§ **Given exercise**:
Reproduce all of the data that follows, character for character.

[Saved data entries]
....
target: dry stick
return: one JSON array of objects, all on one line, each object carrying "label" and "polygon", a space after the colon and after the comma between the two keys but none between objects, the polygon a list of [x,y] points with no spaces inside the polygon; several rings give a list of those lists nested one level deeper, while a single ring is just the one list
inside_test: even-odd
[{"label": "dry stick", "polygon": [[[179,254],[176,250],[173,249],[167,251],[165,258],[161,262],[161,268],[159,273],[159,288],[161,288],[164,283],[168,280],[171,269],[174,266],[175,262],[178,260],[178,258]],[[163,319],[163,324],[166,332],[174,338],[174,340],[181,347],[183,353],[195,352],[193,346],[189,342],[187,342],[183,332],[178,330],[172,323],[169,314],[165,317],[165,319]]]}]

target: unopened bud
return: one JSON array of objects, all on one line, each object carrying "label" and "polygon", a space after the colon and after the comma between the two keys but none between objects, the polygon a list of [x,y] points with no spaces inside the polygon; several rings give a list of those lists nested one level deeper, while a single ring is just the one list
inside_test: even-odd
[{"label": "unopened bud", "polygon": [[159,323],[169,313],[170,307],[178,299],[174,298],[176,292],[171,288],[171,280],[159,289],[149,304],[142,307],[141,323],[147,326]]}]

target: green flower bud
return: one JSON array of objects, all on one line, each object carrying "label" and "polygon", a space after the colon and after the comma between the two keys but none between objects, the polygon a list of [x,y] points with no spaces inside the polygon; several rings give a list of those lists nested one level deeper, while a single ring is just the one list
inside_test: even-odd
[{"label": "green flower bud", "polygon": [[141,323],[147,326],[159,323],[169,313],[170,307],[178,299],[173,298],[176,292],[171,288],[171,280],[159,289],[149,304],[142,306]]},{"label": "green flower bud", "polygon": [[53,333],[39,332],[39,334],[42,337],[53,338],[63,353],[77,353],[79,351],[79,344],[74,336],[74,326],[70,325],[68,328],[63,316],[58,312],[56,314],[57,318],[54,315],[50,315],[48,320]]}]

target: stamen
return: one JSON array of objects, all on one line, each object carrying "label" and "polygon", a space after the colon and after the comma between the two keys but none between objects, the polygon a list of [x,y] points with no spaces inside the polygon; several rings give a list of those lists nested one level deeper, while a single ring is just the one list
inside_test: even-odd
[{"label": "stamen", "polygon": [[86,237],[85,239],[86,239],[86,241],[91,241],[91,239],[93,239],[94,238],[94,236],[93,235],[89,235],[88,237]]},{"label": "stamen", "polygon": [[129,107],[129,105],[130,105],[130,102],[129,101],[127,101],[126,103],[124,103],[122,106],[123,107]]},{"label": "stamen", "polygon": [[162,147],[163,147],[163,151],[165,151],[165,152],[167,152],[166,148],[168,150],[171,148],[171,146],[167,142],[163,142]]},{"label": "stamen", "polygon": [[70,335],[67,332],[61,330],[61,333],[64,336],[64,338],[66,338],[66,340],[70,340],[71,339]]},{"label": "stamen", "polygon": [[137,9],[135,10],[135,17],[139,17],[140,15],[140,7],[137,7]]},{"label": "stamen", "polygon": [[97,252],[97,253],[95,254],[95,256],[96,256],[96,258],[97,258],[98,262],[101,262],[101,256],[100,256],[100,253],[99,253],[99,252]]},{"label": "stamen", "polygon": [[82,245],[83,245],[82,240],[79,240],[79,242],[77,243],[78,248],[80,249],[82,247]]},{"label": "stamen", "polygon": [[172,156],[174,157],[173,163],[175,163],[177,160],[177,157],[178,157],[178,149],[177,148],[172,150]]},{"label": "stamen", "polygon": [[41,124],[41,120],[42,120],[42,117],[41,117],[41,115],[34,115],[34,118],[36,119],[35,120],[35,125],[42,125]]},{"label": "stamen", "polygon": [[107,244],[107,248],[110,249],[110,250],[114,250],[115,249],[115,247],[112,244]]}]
....
§ **Solution**:
target: dry stick
return: one JSON array of objects, all on one line, each object carrying "label" and "polygon", a space after the colon and after the comma between the two keys but none between objects, the polygon a list of [x,y] points with no spaces inside the polygon; several rings give a list of those lists nested one level deeper, while a single ring is just the one list
inside_test: even-odd
[{"label": "dry stick", "polygon": [[[179,254],[176,250],[173,249],[167,251],[165,258],[161,262],[161,268],[159,273],[159,288],[161,288],[164,283],[168,280],[171,269],[174,266],[175,262],[178,260],[178,258]],[[163,319],[163,324],[166,332],[174,338],[174,340],[181,347],[183,353],[195,352],[193,346],[189,342],[187,342],[183,332],[178,330],[172,323],[169,314],[165,317],[165,319]]]}]

target: unopened bud
return: one JSON array of objects, all on one line, each object carrying "label" and "polygon", a space after the colon and after the comma between the two keys but none between objects, the polygon a list of [x,y] points with no spaces inside the polygon; several rings give a list of those lists nested one level deeper, while a single ring is just the one list
inside_test: even-odd
[{"label": "unopened bud", "polygon": [[159,323],[169,313],[170,307],[178,299],[174,298],[176,292],[171,288],[171,280],[159,289],[149,304],[142,307],[141,323],[147,326]]}]

target: green flower bud
return: one JSON array of objects, all on one line, each object carrying "label" and "polygon", a space after the colon and after the comma between the two keys but none between objects, the polygon a list of [x,y] points with no spaces inside the polygon; several rings give a list of those lists nested one level deeper, while a single ring is just the one list
inside_test: even-odd
[{"label": "green flower bud", "polygon": [[141,323],[147,326],[159,323],[169,313],[170,307],[178,299],[173,298],[176,292],[171,288],[171,280],[159,289],[149,304],[142,306]]},{"label": "green flower bud", "polygon": [[53,333],[39,332],[39,334],[42,337],[53,338],[63,353],[77,353],[79,351],[79,344],[74,336],[74,326],[70,325],[68,328],[63,316],[58,312],[56,314],[57,318],[54,315],[50,315],[48,320]]}]

target: stamen
return: one JSON array of objects, all on one line, each object carrying "label" and "polygon", a space after the colon and after the comma between the two keys but none between objects, the polygon a list of [x,y] points with no spaces inside the polygon; several rings give a list of those lists nested one level deeper, while a single ring is just the one list
inside_test: even-odd
[{"label": "stamen", "polygon": [[86,237],[85,239],[86,239],[86,241],[91,241],[91,239],[93,239],[94,238],[94,236],[93,235],[89,235],[88,237]]},{"label": "stamen", "polygon": [[129,107],[129,105],[130,105],[130,102],[129,101],[127,101],[126,103],[124,103],[122,106],[123,107]]},{"label": "stamen", "polygon": [[162,147],[163,147],[163,151],[165,151],[165,152],[167,152],[166,148],[168,150],[171,148],[171,146],[167,142],[163,142]]},{"label": "stamen", "polygon": [[70,335],[67,332],[61,330],[61,333],[64,336],[64,338],[66,338],[66,340],[70,340],[71,339]]},{"label": "stamen", "polygon": [[137,9],[135,10],[135,17],[139,17],[140,15],[140,7],[137,7]]},{"label": "stamen", "polygon": [[97,252],[97,253],[95,254],[95,256],[96,256],[96,258],[97,258],[98,262],[101,262],[101,256],[100,256],[100,253],[99,253],[99,252]]},{"label": "stamen", "polygon": [[82,245],[83,245],[82,240],[79,240],[79,242],[77,243],[78,248],[80,249],[82,247]]},{"label": "stamen", "polygon": [[172,156],[174,157],[173,163],[175,163],[177,160],[177,157],[178,157],[178,149],[177,148],[172,150]]},{"label": "stamen", "polygon": [[41,124],[41,120],[42,120],[42,117],[41,117],[41,115],[34,115],[34,118],[36,119],[35,120],[35,125],[42,125]]},{"label": "stamen", "polygon": [[107,244],[107,248],[110,249],[110,250],[114,250],[115,249],[115,247],[112,244]]}]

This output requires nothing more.